Rewrite the lines from the one containing "trace target=green leaf" through the one containing "[[[85,502],[190,597],[190,386],[71,373],[69,464]]]", changing "separate parts" to "disjoint pieces" and leaving everything else as it is.

--- Task material ---
===============

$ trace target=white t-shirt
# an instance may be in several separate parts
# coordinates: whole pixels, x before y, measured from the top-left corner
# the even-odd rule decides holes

===============

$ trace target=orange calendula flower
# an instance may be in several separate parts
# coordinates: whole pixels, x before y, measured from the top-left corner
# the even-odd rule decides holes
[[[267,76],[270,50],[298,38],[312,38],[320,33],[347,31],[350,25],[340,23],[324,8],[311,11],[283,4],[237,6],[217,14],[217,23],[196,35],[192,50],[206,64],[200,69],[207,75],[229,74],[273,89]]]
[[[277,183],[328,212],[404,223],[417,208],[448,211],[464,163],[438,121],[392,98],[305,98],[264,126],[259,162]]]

===============

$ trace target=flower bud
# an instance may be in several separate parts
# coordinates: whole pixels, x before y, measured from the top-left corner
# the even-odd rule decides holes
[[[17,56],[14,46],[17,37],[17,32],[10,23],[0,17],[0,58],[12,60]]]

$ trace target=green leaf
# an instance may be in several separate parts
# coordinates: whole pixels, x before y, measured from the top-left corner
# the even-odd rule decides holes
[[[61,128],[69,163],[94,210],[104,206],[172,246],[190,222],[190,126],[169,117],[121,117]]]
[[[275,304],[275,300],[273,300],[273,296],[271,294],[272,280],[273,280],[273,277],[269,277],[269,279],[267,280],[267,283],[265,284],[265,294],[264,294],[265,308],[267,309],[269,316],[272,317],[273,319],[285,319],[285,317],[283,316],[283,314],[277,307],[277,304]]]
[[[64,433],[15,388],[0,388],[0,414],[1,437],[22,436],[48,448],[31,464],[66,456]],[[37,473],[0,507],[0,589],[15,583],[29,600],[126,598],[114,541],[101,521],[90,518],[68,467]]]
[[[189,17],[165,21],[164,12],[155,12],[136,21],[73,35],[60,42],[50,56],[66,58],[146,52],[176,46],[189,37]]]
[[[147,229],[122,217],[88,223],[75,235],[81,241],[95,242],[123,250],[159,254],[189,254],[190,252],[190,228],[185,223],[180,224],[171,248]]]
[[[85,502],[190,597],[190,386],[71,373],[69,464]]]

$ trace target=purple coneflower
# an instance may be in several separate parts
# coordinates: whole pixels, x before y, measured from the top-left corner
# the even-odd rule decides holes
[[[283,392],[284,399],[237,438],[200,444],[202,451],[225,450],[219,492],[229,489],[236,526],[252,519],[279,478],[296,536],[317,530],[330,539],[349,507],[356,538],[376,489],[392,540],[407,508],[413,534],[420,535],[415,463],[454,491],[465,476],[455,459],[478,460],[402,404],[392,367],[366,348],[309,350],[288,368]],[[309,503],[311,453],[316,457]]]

===============

--- Response to the exercise ---
$ trace target=green leaf
# an instance may be in several disjoint pieces
# coordinates: whole pixels, x before y, measured from the top-left corner
# the even-odd rule decides holes
[[[61,128],[69,163],[94,210],[104,206],[172,246],[190,222],[190,126],[169,117],[121,117]]]
[[[275,304],[275,300],[273,300],[273,296],[271,294],[272,280],[273,280],[273,277],[269,277],[269,279],[267,280],[267,283],[265,284],[265,294],[264,294],[265,308],[267,309],[269,316],[272,317],[273,319],[285,319],[285,317],[283,316],[283,314],[277,307],[277,304]]]
[[[64,433],[15,388],[0,388],[0,414],[1,437],[22,436],[48,448],[31,464],[66,456]],[[37,473],[0,507],[0,589],[15,583],[29,600],[126,598],[114,541],[101,521],[90,518],[68,467]]]
[[[189,17],[165,21],[164,12],[155,12],[136,21],[73,35],[60,42],[50,56],[66,58],[146,52],[176,46],[189,37]]]
[[[147,229],[122,217],[88,223],[75,235],[81,241],[95,242],[123,250],[159,254],[189,254],[190,252],[190,228],[185,223],[180,224],[171,248]]]
[[[85,502],[190,597],[190,386],[71,373],[69,464]]]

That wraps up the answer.